**Challenge 1:**
Answer these questions from the article on Alberta's oil-by-rail plan below.
(a) How many tanker cars and locomotives would the province require?
(b) In which province did Premier Rachel Notley announce the plan?
(c) Which company is building an export terminal in Vancouver that is slated to open in fall 2019?

Tanker plan sparks delay worries

More oil tanker cars on the rails could affect grain transportation, but analysts say it will depend on a number of factors, including where the oil is being shipped.  |  Jeremy Simes photo

Alberta’s plan to move a massive number of oil tanker cars by rail could potentially congest the flow of grain, say transportation experts, but they caution that any impact won’t fully be known until the additional trains are running.

The plan would see the province move two train units shipping 120,000 barrels of oil every day. The province would require upward of 7,000 tanker cars and 80 locomotives, said Premier Rachel Notley, who announced the plan in Ontario last week.

Rail companies would provide locomotives, staff and track capacity. The province would lease cars from midstream suppliers. A smaller batch of cars would go on line in fall 2019, with the full set-up in place by 2020.

While Notley is pushing for additional crude-by-rail capacity to close the steep oil price discount, and has emphasized grain shipments will remain top priority in this plan, it might come with unintended consequences.

Bruno Silvestre, director of the Transport Institute at the University of Manitoba Asper School of Business, said the plan will increase pressure on railway operators to move more oil.

“This pressure can significantly impact the Canadian grain supply chain and grain producers in a major way,” said Silvestre, who also teaches supply chain management.

But the impact on grain flow could also be marginal.

Barry Prentice, who also teaches supply chain management at the University of Manitoba, said the severity of the impact will depend on a number of factors.

He said any delays to grain movement will first depend on where the oil is being shipped.

If the oil is headed for congested ports in Vancouver, he said there could be issues. If it’s going east to Thunder Bay, Ont., or the United States, impacts might be non-existent.

“Yes some rail networks have congestion, and if oil is going there, then it will add to that congestion. But if it’s not going there, then I don’t think it’ll be noticed,” he said. “In the grand scheme of things, this isn’t that much oil compared to what’s moving already.”

The province hasn’t clarified where it will be shipping the oil.

Prentice said the effects will also depend on the time of year the oil is shipped.

He said if more oil is being shipped during grain’s busy time, then competition for capacity would heat up and could affect grain flow.

As well, crop volumes and the weather have to be taken into account. If volumes are high and it’s cold, causing trains to run short lines, then logjams are probable.

The final factor at play in this, Prentice said, is having enough grain-handling capacity.

He said industry is building infrastructure to meet demands, an indication handling capacity is improving.

He pointed to G3 Canada building an export terminal in Vancouver, which is slated to open in fall 2019. Parrish & Heimbecker is also moving ahead with a new export facility in the Vancouver region.

(Pointing rows)
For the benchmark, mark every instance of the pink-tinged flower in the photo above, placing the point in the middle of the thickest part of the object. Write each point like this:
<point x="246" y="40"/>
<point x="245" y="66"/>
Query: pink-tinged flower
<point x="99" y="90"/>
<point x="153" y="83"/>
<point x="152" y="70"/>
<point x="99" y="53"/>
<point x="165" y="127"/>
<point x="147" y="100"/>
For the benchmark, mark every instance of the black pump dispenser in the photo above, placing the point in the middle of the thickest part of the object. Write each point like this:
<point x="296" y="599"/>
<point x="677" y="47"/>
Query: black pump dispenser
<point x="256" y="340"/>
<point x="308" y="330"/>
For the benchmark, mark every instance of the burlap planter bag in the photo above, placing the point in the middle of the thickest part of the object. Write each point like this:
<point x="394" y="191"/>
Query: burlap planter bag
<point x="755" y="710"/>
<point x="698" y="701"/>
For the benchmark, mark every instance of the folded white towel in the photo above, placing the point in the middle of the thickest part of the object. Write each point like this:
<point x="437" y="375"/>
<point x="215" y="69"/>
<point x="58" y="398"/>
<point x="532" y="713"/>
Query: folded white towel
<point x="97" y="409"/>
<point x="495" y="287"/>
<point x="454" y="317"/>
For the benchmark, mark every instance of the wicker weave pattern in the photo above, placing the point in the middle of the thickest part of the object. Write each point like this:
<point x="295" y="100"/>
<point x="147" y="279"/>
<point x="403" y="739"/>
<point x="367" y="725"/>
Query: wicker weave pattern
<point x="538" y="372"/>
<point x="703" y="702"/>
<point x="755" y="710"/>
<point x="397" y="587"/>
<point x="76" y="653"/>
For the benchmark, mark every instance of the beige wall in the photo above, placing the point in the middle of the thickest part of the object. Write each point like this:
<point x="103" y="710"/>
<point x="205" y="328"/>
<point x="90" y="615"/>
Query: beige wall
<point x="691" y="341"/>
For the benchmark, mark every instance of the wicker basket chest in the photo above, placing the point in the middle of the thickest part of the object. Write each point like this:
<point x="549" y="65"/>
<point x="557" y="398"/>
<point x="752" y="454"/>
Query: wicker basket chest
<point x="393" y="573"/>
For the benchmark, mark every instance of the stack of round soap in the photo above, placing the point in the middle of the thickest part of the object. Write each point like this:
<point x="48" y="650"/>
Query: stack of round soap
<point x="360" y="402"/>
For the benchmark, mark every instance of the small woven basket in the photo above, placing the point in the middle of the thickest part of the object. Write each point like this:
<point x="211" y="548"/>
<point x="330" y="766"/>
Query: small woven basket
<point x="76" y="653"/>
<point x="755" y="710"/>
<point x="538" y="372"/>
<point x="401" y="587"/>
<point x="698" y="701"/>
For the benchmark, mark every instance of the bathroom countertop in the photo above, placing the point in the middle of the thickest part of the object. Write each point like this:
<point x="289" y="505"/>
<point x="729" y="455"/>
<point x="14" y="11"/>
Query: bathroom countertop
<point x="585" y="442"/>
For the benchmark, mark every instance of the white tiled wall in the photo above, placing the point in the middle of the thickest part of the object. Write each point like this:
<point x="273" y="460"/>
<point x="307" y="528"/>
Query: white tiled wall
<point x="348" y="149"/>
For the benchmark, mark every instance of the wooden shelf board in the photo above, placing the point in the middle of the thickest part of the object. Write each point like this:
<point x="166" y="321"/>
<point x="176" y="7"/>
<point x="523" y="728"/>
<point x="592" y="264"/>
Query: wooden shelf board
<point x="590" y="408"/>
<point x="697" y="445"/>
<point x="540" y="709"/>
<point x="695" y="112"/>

**Challenge 2:**
Pick out every line of the rows above that contains the string "tiled".

**Final answer 1:**
(a) Upward of 7,000 tanker cars and 80 locomotives.
(b) Ontario.
(c) G3 Canada.

**Final answer 2:**
For the benchmark, mark every instance of the white tiled wall in the photo above, placing the point in the middle of the thickest part of the object. Write each point like this:
Query: white tiled wall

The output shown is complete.